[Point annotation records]
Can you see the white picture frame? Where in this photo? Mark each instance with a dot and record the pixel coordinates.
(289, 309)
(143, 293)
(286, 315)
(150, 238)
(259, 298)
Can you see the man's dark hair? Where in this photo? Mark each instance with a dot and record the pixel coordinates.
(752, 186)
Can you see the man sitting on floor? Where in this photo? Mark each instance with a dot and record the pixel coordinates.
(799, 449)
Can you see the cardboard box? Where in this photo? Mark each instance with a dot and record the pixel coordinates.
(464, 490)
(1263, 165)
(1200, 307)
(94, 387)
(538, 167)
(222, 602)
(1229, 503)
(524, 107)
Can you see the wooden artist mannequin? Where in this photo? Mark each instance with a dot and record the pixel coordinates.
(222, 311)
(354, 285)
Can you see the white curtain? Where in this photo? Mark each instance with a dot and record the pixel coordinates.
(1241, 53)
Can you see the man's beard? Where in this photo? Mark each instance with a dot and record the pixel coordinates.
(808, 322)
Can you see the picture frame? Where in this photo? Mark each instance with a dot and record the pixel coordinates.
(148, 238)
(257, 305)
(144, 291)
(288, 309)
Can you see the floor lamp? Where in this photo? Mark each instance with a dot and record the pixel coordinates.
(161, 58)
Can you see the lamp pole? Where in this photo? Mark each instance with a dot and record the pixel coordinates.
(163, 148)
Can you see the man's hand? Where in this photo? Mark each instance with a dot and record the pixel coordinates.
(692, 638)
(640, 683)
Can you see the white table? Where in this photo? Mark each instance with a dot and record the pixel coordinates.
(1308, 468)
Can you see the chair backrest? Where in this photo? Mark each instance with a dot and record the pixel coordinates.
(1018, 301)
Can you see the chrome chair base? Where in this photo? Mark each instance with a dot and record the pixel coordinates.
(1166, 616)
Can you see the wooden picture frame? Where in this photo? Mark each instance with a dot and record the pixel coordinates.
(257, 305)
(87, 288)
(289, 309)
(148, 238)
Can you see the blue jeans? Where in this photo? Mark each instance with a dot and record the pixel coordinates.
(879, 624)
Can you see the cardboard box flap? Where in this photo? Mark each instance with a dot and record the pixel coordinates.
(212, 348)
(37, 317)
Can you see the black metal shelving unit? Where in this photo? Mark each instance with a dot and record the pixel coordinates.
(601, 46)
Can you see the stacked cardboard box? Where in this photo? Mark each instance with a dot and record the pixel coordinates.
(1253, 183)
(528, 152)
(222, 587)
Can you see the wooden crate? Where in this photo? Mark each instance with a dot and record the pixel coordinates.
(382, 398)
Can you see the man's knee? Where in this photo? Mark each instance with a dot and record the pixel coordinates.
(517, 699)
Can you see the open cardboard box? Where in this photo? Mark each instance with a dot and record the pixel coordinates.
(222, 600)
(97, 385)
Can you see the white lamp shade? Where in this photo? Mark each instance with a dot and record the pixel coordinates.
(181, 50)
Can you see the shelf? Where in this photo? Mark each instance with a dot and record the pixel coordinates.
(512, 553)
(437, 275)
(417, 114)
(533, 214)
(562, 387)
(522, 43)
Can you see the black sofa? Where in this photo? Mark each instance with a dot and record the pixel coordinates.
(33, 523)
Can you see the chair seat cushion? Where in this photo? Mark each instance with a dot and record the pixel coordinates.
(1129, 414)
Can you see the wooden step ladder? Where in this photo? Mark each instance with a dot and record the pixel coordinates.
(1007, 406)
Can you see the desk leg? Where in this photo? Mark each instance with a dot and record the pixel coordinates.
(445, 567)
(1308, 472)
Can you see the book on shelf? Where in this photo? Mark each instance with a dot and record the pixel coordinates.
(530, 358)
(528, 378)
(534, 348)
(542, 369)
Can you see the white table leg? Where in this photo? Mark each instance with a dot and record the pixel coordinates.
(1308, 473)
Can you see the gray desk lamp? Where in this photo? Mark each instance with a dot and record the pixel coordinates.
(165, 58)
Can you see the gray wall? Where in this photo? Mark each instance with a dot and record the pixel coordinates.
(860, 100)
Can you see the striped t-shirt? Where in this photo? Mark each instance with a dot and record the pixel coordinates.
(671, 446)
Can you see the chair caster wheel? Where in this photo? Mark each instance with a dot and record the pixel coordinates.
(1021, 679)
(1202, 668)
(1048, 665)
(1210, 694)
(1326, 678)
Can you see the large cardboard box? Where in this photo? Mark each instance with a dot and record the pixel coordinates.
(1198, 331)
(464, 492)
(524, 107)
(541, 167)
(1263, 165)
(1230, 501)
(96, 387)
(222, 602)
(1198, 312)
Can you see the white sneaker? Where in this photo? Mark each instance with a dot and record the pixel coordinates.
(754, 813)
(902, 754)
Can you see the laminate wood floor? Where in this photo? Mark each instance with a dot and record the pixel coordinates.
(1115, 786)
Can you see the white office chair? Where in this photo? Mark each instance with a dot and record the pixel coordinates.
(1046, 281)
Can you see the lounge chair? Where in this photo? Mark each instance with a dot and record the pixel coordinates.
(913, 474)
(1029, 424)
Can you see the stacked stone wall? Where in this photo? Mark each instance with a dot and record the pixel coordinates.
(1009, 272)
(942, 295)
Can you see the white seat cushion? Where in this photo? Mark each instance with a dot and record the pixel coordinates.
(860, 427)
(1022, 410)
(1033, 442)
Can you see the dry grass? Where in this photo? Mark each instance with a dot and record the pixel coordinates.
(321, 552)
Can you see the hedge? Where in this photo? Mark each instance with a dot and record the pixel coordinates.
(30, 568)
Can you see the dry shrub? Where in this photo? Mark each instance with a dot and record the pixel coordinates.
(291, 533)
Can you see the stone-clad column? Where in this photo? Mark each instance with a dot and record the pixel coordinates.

Task. Could you quote, exactly as they appear, the line containing "Can you see the large" and every line after it to the end of the records above?

Result of this exercise.
Can you see the large cardboard box? Where in this photo? Mark each instance with a dot and record the pixel coordinates.
(1198, 331)
(464, 492)
(524, 107)
(541, 167)
(1263, 165)
(1230, 501)
(96, 387)
(222, 602)
(1198, 312)
Can you see the white sneaker? Where in this photo? Mark each instance with a dot and record the pixel coordinates.
(754, 813)
(902, 754)
Can you see the laminate wood floor? Where in this photo? Mark each instance with a dot and record the pixel coordinates.
(1115, 786)
Can you see the white office chair? Where in this photo? Mark each instance with a dot and record the pixel coordinates.
(1046, 281)
Can you see the lounge chair? Where in this photo? Mark each instance with a dot and record the pixel coordinates.
(913, 474)
(1029, 424)
Can you see the stacked stone wall? Where in this photo? Mark each instance with a dot and record the pixel coordinates.
(1009, 272)
(942, 295)
Can you see the white seat cushion? Where in this photo? Mark each instance with a dot and record the pixel coordinates.
(860, 427)
(1022, 410)
(1033, 442)
Can you see the dry grass? Where in this photo? Mark each instance with a dot and record the pixel coordinates.
(321, 552)
Can you see the hedge? Where in this photo? Mark each instance with a dot and record the pixel coordinates.
(30, 568)
Can you see the dry shrub? Where in this photo? Mark each instance with a dot and record the pixel coordinates.
(291, 533)
Can you see the stone-clad column? Where in this photo? Mark each instance with a dot and record the pixel coordinates.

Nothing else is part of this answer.